- [ASSIGNED TASK]: Starting with the line that contains "of the australian" and stopping after the line that contains "the bicycle handlebar", return each line below exactly as written, with no others.

** RECORDS FOR THE TASK follows **

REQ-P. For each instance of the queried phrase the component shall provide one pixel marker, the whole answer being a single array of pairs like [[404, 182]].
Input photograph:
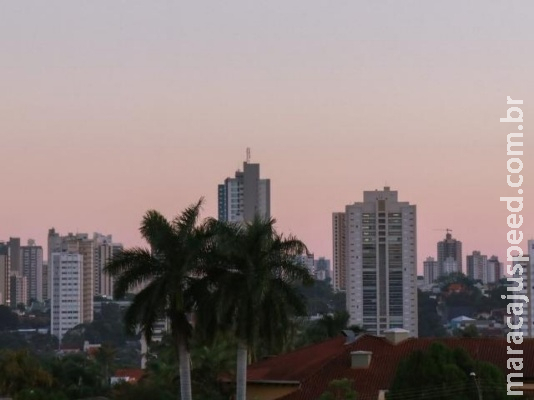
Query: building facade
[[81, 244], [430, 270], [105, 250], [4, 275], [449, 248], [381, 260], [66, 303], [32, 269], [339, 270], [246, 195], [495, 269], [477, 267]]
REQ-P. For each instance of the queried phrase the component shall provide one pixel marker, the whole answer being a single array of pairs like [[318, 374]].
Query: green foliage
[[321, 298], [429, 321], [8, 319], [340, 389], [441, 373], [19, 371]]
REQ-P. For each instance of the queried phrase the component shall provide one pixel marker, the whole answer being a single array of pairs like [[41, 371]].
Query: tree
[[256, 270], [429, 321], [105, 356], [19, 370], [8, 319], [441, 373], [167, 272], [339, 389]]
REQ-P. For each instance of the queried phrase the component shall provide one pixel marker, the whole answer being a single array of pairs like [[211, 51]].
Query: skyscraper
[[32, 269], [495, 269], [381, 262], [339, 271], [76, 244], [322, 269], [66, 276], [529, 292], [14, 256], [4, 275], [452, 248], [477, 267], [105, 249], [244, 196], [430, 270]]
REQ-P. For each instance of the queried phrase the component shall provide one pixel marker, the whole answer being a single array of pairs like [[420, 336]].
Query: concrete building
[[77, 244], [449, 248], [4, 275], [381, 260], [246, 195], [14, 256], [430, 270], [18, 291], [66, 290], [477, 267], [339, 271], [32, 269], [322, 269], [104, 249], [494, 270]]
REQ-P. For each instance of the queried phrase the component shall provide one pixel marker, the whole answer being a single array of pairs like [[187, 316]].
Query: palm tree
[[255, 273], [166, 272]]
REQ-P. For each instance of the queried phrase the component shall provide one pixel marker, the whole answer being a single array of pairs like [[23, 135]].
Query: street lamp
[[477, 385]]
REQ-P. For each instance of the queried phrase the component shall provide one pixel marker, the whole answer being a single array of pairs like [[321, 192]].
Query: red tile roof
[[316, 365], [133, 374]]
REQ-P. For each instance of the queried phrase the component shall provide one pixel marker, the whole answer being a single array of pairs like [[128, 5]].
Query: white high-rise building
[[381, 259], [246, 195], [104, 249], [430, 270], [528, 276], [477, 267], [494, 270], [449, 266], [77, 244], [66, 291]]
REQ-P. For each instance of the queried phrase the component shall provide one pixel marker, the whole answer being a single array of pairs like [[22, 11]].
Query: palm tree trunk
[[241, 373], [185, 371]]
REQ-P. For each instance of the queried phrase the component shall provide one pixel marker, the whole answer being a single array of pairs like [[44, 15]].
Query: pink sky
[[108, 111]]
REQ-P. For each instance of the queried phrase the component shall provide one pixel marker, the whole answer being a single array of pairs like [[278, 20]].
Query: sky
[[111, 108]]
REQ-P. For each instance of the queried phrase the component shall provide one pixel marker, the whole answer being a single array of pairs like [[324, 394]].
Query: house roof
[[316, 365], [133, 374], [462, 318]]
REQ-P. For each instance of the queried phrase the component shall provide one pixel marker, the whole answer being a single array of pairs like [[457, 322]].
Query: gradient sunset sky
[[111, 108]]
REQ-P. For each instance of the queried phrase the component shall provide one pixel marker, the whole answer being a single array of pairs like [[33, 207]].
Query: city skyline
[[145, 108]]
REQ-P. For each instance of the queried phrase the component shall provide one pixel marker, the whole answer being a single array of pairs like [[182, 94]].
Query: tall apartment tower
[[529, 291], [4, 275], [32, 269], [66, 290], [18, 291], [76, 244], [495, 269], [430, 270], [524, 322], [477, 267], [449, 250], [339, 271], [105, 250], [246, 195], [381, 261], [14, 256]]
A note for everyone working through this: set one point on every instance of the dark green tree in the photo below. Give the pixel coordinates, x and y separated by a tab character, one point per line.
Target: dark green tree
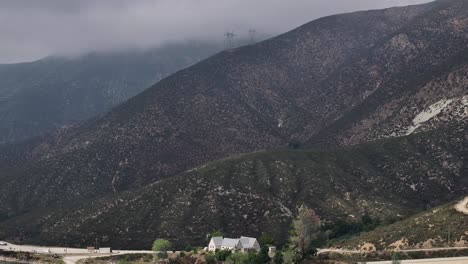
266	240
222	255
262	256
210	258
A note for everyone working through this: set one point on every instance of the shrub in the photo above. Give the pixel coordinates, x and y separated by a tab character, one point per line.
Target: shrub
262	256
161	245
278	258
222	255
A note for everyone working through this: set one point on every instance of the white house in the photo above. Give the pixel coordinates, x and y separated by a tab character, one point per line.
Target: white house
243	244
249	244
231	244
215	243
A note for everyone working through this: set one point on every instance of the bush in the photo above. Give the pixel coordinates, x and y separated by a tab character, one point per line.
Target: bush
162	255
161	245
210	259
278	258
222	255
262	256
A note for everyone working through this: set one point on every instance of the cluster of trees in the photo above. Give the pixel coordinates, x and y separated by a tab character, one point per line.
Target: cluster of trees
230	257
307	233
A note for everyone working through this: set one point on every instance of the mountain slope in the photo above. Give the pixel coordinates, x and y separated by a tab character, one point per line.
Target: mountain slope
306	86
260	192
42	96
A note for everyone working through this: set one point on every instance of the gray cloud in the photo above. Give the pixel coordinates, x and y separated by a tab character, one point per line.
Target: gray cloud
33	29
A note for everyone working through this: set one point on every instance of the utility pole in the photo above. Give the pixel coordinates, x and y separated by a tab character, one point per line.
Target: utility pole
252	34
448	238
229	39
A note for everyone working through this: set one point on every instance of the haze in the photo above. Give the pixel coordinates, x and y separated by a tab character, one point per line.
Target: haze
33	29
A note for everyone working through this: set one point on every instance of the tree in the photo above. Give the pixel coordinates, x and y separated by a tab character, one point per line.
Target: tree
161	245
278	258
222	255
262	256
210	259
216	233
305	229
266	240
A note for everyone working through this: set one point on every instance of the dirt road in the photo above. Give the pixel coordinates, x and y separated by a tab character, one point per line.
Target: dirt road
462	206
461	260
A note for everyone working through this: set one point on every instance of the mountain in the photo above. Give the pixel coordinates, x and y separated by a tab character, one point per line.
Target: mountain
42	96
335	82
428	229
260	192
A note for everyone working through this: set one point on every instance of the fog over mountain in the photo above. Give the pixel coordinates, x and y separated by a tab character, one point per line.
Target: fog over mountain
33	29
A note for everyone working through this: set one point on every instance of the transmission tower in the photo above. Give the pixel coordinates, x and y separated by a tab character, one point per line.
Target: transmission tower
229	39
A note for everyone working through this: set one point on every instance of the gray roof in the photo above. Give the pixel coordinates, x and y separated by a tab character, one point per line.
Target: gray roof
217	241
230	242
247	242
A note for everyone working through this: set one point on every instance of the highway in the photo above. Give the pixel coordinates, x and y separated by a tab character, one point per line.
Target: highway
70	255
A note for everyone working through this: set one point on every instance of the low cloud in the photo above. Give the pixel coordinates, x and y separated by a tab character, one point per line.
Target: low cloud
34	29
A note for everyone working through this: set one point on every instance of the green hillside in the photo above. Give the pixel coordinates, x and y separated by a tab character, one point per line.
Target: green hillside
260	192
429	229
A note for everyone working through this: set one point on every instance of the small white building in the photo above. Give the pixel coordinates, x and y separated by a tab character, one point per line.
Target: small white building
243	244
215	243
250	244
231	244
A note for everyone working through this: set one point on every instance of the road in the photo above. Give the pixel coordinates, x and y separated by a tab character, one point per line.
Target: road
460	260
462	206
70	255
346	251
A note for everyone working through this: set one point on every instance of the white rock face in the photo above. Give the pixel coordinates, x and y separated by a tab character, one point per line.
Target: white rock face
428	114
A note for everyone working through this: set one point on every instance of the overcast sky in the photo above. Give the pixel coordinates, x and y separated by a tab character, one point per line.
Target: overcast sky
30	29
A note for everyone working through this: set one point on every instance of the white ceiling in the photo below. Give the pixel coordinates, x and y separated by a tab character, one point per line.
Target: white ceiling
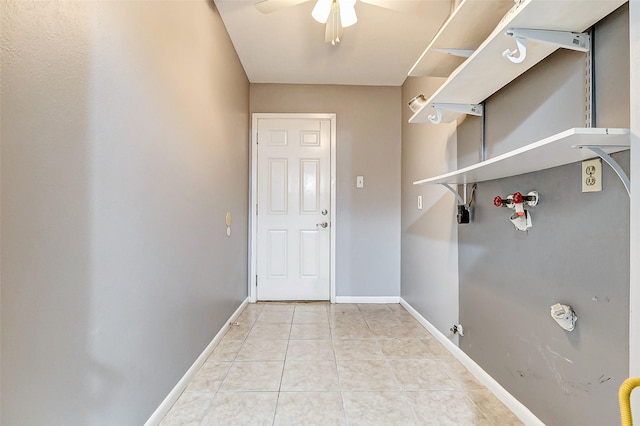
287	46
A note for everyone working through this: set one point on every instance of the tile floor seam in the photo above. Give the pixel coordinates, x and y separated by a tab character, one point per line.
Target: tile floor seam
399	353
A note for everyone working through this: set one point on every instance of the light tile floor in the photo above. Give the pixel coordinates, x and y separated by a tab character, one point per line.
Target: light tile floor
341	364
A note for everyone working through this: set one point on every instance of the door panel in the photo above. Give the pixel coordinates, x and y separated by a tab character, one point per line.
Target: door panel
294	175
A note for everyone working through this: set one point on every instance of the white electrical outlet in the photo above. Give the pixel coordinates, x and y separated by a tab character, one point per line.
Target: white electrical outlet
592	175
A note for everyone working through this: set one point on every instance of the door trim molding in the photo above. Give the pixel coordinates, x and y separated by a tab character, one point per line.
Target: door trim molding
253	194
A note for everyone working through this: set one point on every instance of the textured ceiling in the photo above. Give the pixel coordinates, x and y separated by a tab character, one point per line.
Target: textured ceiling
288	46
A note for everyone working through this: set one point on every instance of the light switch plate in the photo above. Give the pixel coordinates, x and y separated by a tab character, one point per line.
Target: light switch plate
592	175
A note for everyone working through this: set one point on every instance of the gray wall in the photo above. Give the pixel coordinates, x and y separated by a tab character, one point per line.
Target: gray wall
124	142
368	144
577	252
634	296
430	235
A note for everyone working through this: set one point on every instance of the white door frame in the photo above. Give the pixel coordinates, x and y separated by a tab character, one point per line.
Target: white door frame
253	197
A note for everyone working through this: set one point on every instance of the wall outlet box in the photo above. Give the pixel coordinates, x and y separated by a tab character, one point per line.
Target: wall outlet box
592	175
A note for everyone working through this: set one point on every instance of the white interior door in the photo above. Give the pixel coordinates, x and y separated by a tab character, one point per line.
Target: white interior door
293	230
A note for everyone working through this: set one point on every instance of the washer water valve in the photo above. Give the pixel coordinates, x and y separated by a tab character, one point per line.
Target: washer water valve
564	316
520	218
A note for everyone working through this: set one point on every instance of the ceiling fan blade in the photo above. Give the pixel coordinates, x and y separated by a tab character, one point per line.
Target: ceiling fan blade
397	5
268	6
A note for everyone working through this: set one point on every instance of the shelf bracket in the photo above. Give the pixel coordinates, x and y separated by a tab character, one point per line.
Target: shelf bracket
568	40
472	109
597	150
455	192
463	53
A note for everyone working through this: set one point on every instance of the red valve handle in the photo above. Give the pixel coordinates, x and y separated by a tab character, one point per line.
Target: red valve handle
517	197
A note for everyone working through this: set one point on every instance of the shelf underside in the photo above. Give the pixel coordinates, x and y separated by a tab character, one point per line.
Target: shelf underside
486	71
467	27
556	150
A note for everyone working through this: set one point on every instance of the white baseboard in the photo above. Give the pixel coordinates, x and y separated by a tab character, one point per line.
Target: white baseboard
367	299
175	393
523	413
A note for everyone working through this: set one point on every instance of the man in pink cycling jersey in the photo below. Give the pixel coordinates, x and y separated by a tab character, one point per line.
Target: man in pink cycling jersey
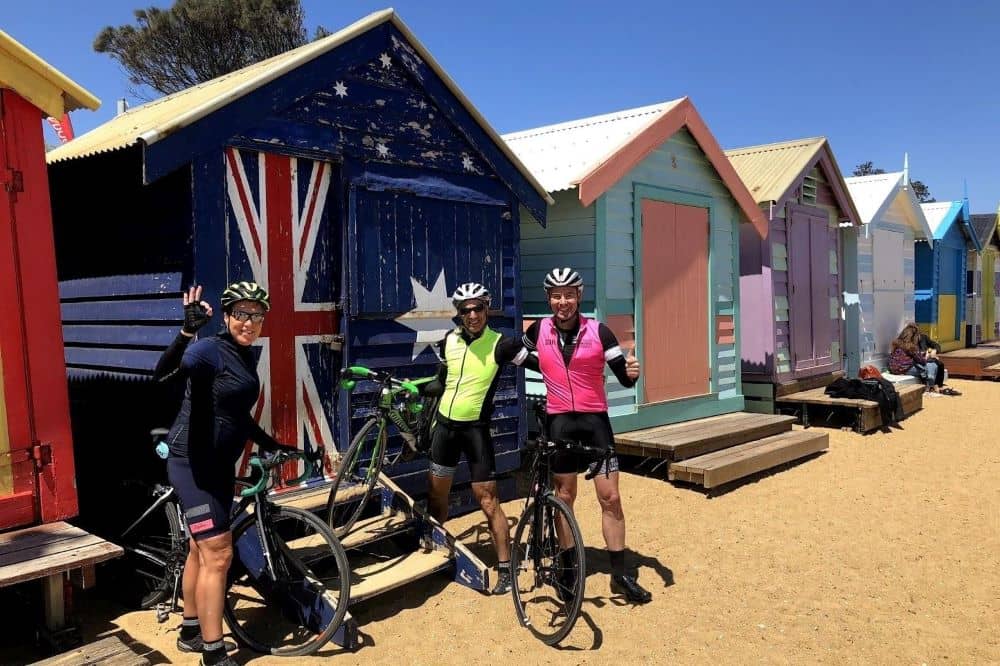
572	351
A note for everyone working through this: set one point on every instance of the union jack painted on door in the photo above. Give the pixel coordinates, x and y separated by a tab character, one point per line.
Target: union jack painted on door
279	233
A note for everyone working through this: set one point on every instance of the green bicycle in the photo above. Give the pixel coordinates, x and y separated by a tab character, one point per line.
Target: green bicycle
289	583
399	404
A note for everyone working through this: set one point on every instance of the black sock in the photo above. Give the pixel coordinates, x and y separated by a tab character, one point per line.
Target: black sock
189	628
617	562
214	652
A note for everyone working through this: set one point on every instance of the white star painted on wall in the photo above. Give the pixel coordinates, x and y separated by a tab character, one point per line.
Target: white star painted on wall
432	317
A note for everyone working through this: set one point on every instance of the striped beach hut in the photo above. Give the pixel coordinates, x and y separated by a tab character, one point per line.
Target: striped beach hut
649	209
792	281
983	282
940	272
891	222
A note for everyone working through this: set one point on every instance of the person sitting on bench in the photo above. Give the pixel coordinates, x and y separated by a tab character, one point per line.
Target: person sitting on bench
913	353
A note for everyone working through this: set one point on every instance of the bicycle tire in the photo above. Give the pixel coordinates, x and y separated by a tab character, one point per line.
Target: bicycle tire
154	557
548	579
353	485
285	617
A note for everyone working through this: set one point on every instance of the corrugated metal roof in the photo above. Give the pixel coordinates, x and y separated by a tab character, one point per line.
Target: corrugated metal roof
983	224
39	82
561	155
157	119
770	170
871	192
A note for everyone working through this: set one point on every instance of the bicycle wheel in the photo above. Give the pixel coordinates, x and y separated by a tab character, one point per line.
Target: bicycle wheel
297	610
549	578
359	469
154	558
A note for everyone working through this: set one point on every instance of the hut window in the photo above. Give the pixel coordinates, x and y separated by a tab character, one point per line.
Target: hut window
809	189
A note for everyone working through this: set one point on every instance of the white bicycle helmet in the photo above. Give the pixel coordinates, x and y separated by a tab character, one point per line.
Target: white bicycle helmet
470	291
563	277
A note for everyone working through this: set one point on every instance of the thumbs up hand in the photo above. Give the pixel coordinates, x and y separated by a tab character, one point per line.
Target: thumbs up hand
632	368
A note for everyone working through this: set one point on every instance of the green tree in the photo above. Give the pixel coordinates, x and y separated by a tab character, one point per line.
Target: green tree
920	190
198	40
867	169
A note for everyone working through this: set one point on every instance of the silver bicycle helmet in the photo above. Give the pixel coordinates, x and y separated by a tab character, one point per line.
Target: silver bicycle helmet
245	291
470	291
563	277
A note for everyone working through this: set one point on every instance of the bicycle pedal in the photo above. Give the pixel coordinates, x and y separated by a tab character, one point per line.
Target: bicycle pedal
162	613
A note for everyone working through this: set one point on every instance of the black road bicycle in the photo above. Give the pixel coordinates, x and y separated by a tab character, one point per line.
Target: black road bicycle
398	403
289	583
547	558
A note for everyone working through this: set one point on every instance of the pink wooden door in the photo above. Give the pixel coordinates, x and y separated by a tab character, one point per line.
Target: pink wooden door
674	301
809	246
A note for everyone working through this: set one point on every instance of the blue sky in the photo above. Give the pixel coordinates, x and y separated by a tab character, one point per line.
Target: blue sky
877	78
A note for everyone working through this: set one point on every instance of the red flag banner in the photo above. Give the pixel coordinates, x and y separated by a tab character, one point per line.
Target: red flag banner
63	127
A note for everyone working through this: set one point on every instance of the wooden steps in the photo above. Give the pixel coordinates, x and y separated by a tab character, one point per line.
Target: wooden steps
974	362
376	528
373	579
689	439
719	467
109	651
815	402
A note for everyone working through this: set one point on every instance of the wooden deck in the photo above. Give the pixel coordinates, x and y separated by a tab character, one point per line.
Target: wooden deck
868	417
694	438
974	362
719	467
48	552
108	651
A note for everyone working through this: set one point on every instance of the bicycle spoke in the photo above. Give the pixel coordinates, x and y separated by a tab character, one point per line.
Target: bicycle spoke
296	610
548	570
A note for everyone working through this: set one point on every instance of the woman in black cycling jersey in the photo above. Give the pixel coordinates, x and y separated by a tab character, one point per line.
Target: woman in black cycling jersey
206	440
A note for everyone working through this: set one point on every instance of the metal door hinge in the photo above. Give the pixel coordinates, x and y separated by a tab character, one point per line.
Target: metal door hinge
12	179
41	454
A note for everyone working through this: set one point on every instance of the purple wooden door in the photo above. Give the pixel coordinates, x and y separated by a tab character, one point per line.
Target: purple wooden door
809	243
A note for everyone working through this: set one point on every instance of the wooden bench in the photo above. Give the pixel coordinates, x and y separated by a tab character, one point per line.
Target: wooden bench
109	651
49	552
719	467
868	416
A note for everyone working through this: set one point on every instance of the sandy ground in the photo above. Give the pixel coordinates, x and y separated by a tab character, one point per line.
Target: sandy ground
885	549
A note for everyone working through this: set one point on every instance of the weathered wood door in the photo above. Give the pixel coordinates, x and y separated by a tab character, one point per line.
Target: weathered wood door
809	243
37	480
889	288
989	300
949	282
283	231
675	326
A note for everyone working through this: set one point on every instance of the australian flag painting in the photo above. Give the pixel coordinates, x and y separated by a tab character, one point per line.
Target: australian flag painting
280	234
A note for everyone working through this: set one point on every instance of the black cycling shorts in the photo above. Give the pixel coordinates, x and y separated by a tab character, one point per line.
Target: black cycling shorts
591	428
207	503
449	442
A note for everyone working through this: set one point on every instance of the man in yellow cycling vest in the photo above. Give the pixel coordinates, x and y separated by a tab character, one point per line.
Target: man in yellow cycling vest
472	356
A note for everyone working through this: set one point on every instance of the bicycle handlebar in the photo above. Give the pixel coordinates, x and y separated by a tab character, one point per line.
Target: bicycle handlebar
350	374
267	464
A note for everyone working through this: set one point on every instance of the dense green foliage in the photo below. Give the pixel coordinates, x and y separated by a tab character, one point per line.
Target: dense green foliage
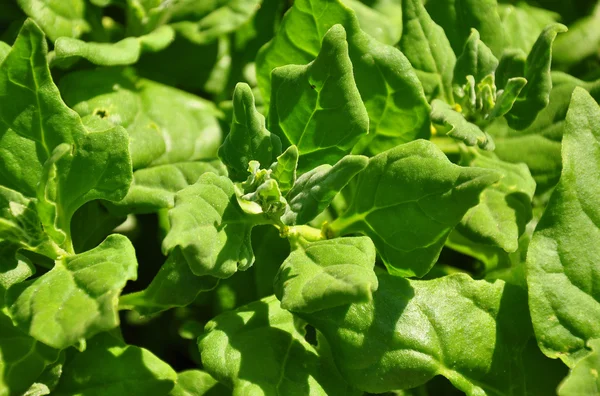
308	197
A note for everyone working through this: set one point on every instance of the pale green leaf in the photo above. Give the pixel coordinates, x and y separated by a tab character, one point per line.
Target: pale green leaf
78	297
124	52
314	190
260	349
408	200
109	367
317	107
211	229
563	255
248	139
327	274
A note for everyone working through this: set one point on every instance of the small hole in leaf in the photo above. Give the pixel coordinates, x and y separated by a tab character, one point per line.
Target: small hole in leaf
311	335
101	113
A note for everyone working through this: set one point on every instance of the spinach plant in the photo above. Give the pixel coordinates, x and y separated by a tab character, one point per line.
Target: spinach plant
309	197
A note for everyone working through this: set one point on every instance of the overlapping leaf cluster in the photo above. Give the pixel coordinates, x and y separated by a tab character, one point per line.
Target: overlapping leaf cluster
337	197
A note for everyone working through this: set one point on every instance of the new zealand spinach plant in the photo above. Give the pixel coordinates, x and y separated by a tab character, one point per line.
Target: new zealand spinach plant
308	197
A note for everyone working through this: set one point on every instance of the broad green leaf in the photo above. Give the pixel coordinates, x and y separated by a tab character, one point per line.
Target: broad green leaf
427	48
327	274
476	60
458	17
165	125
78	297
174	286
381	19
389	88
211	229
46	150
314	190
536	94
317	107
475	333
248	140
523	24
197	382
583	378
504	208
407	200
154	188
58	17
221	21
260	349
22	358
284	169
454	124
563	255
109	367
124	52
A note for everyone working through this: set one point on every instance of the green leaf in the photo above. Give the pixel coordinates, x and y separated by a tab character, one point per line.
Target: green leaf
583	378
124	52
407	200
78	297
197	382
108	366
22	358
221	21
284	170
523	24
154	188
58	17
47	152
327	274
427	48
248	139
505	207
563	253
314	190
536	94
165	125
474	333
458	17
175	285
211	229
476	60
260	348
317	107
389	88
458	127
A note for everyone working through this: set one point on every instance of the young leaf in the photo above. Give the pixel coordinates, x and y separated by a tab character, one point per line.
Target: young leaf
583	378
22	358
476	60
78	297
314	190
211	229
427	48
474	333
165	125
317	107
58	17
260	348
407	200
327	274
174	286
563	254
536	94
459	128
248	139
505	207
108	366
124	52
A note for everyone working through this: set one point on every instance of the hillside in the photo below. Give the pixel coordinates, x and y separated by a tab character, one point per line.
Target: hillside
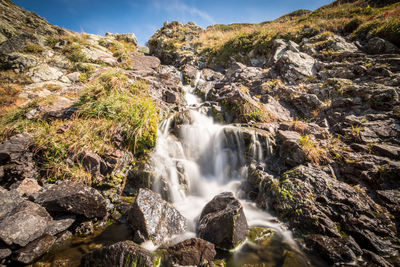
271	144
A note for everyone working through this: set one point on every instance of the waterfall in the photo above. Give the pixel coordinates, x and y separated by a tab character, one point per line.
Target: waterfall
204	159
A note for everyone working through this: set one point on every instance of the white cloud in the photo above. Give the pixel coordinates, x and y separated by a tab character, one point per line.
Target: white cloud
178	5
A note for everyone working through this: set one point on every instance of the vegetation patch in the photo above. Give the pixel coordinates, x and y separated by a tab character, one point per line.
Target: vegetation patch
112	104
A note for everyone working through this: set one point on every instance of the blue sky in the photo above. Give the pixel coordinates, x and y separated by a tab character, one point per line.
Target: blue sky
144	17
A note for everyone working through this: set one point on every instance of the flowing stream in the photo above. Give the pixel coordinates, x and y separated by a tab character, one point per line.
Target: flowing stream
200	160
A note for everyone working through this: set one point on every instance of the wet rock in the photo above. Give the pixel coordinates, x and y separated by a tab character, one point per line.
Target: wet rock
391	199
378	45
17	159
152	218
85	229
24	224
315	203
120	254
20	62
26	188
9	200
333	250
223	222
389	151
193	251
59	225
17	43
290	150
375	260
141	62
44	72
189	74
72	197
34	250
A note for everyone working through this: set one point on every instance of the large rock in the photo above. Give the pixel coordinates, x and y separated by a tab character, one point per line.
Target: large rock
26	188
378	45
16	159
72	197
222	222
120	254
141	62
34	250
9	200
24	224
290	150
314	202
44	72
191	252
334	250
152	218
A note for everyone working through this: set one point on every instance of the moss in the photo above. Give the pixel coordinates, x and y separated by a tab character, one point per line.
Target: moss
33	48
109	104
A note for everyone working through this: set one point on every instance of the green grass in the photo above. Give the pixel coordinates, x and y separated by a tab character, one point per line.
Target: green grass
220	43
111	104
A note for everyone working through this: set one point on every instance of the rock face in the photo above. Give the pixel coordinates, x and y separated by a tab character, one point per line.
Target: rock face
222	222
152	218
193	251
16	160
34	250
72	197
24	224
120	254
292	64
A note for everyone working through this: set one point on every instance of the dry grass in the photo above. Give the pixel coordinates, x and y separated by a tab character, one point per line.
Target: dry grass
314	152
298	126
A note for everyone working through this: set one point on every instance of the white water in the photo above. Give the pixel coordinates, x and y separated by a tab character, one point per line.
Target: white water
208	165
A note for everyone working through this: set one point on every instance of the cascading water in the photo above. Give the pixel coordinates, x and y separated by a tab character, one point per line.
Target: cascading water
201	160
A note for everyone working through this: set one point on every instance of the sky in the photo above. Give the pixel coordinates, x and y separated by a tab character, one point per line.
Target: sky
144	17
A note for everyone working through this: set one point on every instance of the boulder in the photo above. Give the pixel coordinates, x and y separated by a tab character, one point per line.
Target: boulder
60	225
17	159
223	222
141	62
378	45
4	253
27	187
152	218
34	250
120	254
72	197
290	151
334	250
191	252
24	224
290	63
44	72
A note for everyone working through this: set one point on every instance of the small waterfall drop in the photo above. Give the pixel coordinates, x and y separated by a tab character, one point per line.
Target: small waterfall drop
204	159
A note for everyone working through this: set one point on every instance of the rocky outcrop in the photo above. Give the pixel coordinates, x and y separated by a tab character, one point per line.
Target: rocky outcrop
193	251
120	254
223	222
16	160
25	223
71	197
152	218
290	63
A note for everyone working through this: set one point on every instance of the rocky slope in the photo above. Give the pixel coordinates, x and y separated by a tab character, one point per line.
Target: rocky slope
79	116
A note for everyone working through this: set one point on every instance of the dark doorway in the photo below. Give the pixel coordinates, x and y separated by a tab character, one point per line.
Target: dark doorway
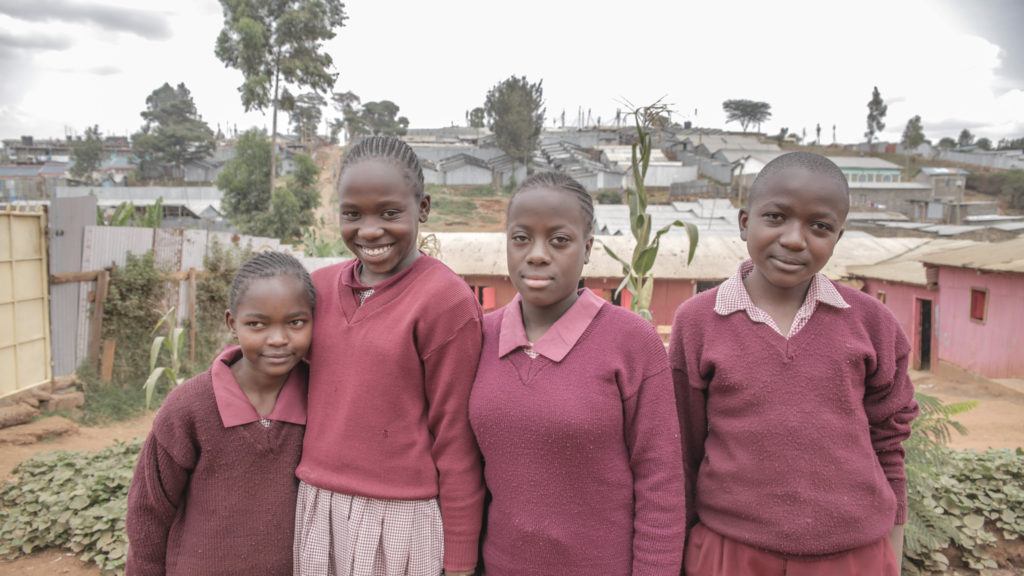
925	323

** End of RECORDS FOR THE TASK **

- [RESULT]:
A note for everyone working through this: set one point on every instance of the australian flag painting in the photo above. Give the pixel coordinates, x and y separated by a tab character, one point per line.
Target: australian flag painting
280	234
A note for everyone working through this: set one point on every instance of the black cycling shorts in the photo above. Give the pixel coordinates, x and y separated by a tab character, one point per line.
Target: black cycling shorts
591	428
207	503
449	442
A note for everyone working through this: set one point on every instance of the man in yellow cycling vest in the photo above. Give the pixel coordinates, x and y separated by a tab character, one point per line.
Target: man in yellow cycling vest
472	356
A note for everyone working through this: set one point on every instance of the bicycle handlebar in the photo above. Give the pixel coordinates, x and y separated by a tab character, one point per line.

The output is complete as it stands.